## What is expected
Please, without the pictures, restate every entry exactly.

====== Data for the task ======

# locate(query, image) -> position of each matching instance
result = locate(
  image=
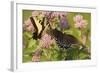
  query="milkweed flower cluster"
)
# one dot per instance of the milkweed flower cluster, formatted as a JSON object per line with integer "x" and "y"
{"x": 28, "y": 26}
{"x": 80, "y": 22}
{"x": 36, "y": 57}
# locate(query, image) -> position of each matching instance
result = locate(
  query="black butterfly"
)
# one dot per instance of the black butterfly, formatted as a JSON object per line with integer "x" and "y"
{"x": 65, "y": 40}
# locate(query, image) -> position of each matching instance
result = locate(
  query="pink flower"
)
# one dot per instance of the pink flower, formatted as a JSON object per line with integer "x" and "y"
{"x": 78, "y": 18}
{"x": 29, "y": 26}
{"x": 46, "y": 41}
{"x": 80, "y": 22}
{"x": 36, "y": 58}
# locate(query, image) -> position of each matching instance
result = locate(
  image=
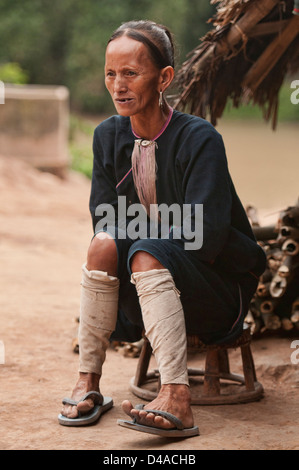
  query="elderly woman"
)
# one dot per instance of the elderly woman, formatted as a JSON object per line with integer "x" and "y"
{"x": 150, "y": 154}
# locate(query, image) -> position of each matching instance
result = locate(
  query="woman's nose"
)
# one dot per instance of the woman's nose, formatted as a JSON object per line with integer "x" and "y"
{"x": 120, "y": 84}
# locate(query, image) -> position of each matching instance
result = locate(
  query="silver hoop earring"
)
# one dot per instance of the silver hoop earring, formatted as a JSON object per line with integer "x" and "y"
{"x": 161, "y": 99}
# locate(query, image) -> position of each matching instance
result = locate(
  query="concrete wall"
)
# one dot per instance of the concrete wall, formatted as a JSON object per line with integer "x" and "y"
{"x": 34, "y": 124}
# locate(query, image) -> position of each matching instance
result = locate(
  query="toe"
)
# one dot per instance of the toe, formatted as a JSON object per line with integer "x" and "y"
{"x": 127, "y": 407}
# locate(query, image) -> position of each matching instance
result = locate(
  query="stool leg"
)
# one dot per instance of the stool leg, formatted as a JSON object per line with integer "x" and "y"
{"x": 248, "y": 367}
{"x": 223, "y": 361}
{"x": 211, "y": 386}
{"x": 143, "y": 363}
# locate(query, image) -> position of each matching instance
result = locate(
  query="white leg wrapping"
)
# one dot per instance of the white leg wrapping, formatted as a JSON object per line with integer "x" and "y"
{"x": 98, "y": 314}
{"x": 164, "y": 323}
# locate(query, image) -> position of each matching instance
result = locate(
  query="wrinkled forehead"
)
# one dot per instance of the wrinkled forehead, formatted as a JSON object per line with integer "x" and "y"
{"x": 127, "y": 48}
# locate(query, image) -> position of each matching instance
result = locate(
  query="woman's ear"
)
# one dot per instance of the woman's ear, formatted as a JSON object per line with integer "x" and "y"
{"x": 166, "y": 77}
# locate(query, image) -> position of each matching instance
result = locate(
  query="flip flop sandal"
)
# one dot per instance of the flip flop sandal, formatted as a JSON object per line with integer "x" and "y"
{"x": 88, "y": 418}
{"x": 178, "y": 431}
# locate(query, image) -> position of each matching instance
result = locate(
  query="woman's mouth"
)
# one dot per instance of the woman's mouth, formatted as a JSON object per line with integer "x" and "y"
{"x": 123, "y": 100}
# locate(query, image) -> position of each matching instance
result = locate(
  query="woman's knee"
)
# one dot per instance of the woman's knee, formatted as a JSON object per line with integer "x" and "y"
{"x": 144, "y": 261}
{"x": 102, "y": 254}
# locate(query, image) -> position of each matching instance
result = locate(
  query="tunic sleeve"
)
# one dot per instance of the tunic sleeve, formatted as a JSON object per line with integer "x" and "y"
{"x": 206, "y": 182}
{"x": 227, "y": 237}
{"x": 103, "y": 176}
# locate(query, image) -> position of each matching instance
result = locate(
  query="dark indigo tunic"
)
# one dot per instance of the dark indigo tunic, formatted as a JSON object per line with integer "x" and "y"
{"x": 217, "y": 280}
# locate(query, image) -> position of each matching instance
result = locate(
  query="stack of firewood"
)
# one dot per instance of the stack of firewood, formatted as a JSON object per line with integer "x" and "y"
{"x": 275, "y": 304}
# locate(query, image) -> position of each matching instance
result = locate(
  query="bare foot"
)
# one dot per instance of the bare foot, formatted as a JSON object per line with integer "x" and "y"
{"x": 173, "y": 398}
{"x": 86, "y": 383}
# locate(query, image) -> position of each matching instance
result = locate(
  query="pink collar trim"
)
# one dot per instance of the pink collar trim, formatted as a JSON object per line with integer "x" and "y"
{"x": 163, "y": 128}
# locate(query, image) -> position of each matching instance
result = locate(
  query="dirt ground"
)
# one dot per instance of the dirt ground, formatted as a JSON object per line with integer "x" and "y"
{"x": 45, "y": 230}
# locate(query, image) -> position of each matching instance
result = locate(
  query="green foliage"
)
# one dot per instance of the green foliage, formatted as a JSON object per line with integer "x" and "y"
{"x": 13, "y": 73}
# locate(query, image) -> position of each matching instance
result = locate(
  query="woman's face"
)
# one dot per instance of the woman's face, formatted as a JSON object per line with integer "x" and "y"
{"x": 131, "y": 77}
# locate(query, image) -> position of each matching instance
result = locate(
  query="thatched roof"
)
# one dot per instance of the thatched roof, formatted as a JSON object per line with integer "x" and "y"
{"x": 253, "y": 46}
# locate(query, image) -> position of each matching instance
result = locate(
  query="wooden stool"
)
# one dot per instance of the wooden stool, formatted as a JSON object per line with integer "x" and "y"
{"x": 217, "y": 386}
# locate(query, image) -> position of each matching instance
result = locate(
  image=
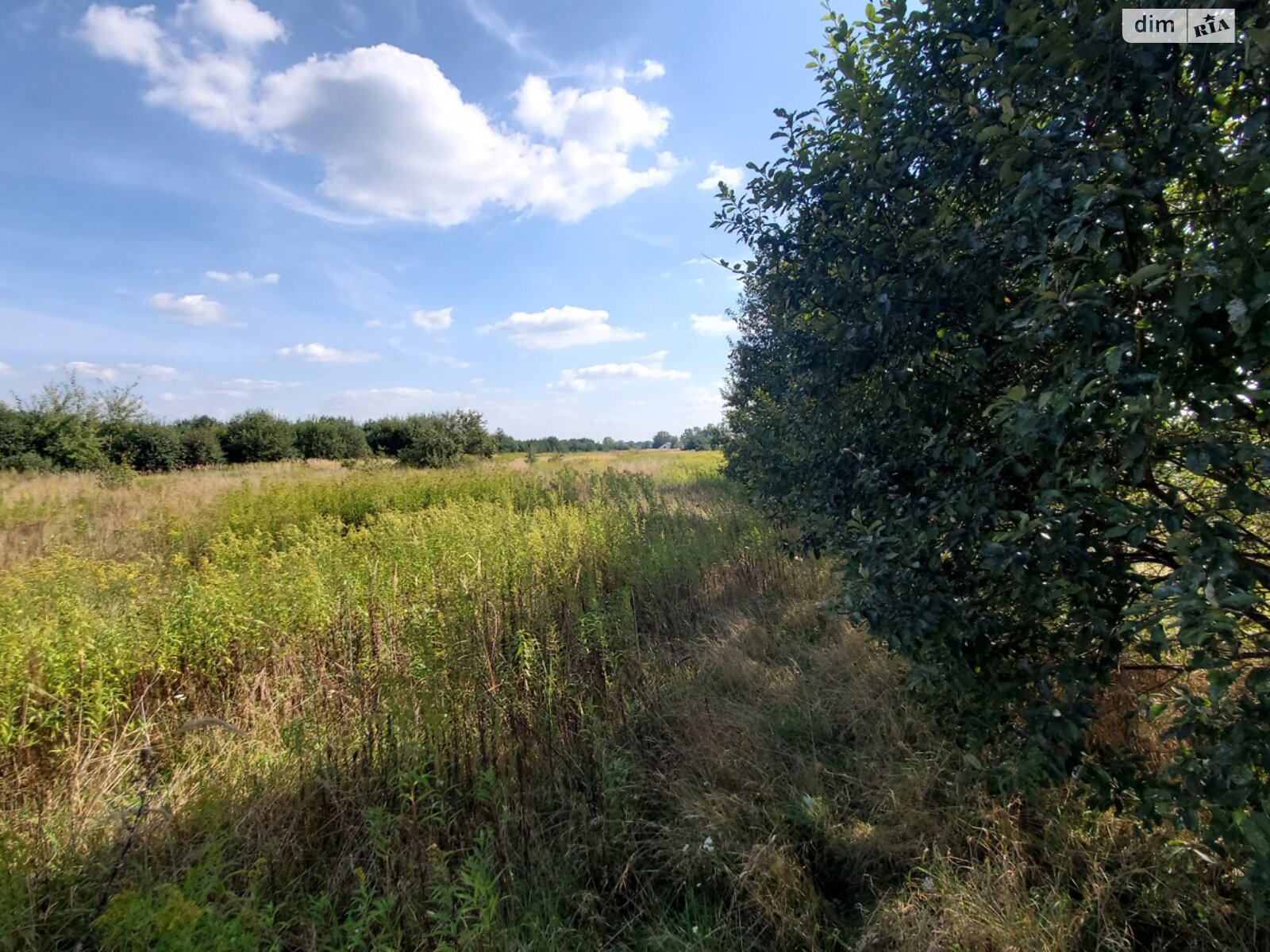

======

## Written answer
# locate(query, image) -> position of each matching instance
result = locate(
  image=
  query="milkweed flower cluster"
)
# one dot per instance of the milkweed flower cluster, formatted as a JSON object per line with integer "x" and "y"
{"x": 28, "y": 26}
{"x": 80, "y": 22}
{"x": 36, "y": 57}
# locate(query, image) -> position of each matching instance
result = locate(
  query="black butterfly"
)
# one dot per instance of the black butterfly, formatted as a JSON object per line with integer "x" and "y"
{"x": 65, "y": 40}
# locate(query, image) -> position of each matching instance
result = locate(
  query="pink flower"
)
# one dot per instance of the pink flower, formatted as a JSON object per line with integer "x" and "y"
{"x": 78, "y": 18}
{"x": 29, "y": 26}
{"x": 46, "y": 41}
{"x": 80, "y": 22}
{"x": 36, "y": 58}
# locate(query, image) -> position of each matching instance
result = locate(
  image=
  query="elderly woman"
)
# one dot per instance of the elderly woman, formatted as a JSON object per line with integer "x" and "y"
{"x": 150, "y": 154}
# locate(query, image) -> position of each matching instance
result = locate(
  query="woman's nose"
)
# one dot per instance of the woman's nose, formatted as a JSON object per line with integer "x" and "y"
{"x": 120, "y": 84}
# locate(query, image) -> position of each matching instance
result = locate(
  query="silver hoop earring"
)
# one dot per instance of the silver hoop earring, formatted as a JSON object per line with integer "x" and "y"
{"x": 161, "y": 99}
# locate(query, image) -> position of each matching instance
result = locate(
  query="concrete wall"
)
# one dot per instance of the concrete wall, formatted as a JSON object per line with integer "x" and "y"
{"x": 34, "y": 124}
# locate(query, image) -> position of each matching instance
result = locate(
  query="toe"
)
# one dot per instance of the toe, formatted as a JSON object per line with integer "x" and "y"
{"x": 127, "y": 407}
# locate(query, image) -> position of each matching instance
result = locate(
  query="stool leg"
)
# one dot per instance of the stool leg, formatted as a JSON object per line with integer "x" and "y"
{"x": 248, "y": 367}
{"x": 223, "y": 361}
{"x": 211, "y": 386}
{"x": 143, "y": 363}
# locate(query, image) -> position of each matching instance
result = locate(
  query="white leg wrapping"
)
# one dot per instance of the white leg wrapping, formatted as a JSON object per line with integer "x" and "y"
{"x": 98, "y": 314}
{"x": 164, "y": 323}
# locate(query, image) -> position of each matching instance
result = locate(
  query="wrinkled forehead"
)
# one dot per instance of the wrinkled forehead, formatted as a JSON object per line with integer "x" and "y"
{"x": 127, "y": 48}
# locate(query, image) -> position of each matching instance
result = locate(
  query="woman's ear"
)
# one dot per instance of the woman's ear, formatted as a JSON object per line with integer "x" and "y"
{"x": 166, "y": 77}
# locate(query, image) -> position of each matching instance
result = locate(
  query="flip flop sandal"
)
# one dot per instance of the flip flop sandal, formatted as a JSON object per line with integer "x" and "y"
{"x": 88, "y": 418}
{"x": 178, "y": 431}
# locate(query, image) -> position of each matching instance
result = locate(
  query="woman's mouth"
)
# one dot per instance of the woman's mouth, formatted as a JSON object per line with integer "x" and "y"
{"x": 123, "y": 100}
# locate(query, image) -> position of each matching instance
result = locate(
  query="woman's knee"
)
# one dot per instance of the woman's knee, formatted as a JSON object per line with integer "x" and "y"
{"x": 144, "y": 261}
{"x": 102, "y": 254}
# locate(query, image) -> position of each matching instance
result = locate(
  query="tunic sleeve"
)
# one dot per instance of the tunic sleeve, formatted as a JSON object per line with integer "x" and "y"
{"x": 206, "y": 182}
{"x": 227, "y": 237}
{"x": 103, "y": 176}
# locate(query, image) -> position of each matching instance
result = locate(
  query="dark indigo tunic"
)
# one dot per instance of the dark indigo tunic, formatted as a JSON object per line with integer "x" and "y"
{"x": 217, "y": 280}
# locate(query, image) -> position of each matching instance
result = locate(
  query="stack of firewood"
)
# one dot per instance of the stack of firewood, formatted as a JSON object per line with integer "x" and "y"
{"x": 275, "y": 304}
# locate(query, image) -> position of each matching instance
result = locate(
  query="bare foot"
)
# one dot per instance of the bare foot, formatted as a JSON object per line with integer "x" and "y"
{"x": 173, "y": 398}
{"x": 86, "y": 383}
# locate(query, image) -> position of each matching instance
result = locate(
  query="pink collar trim"
)
# one dot per instance of the pink collar trim, formatted as a JSON object per line with integer "x" and "y"
{"x": 163, "y": 128}
# locate(query, image) -> position of each matching instance
result = locate(
  query="dirt ground"
)
# one dot per instance of the dirt ground, formatted as a JSON object per line with integer "x" and "y"
{"x": 45, "y": 230}
# locate(query, image) -> position of each matching instance
result = locate(
  query="green foliage"
)
# one dot per instance of the green foliage, formatted as a JSON object per line with integer "x" and "y"
{"x": 13, "y": 73}
# locate(query, image) -> position of each matching instance
result = locate(
  query="woman's face"
)
# one dot per instance of the woman's face, formatted as a JSON object per line with integer "x" and "y"
{"x": 131, "y": 77}
# locate(query, image) -> position of each matching instance
result = locate(
  query="thatched roof"
)
# one dot per instance of the thatched roof, formatted as a JSON object per line with integer "x" and "y"
{"x": 253, "y": 46}
# locate(query, image) -> position of each matching instance
result = locate(
  query="wooden stool"
)
# one dot per instance of the wooden stool, formatted as a JSON object per line with integer "x" and "y"
{"x": 217, "y": 386}
# locate(query, image) -> position of each matching instance
result = locate(
  image=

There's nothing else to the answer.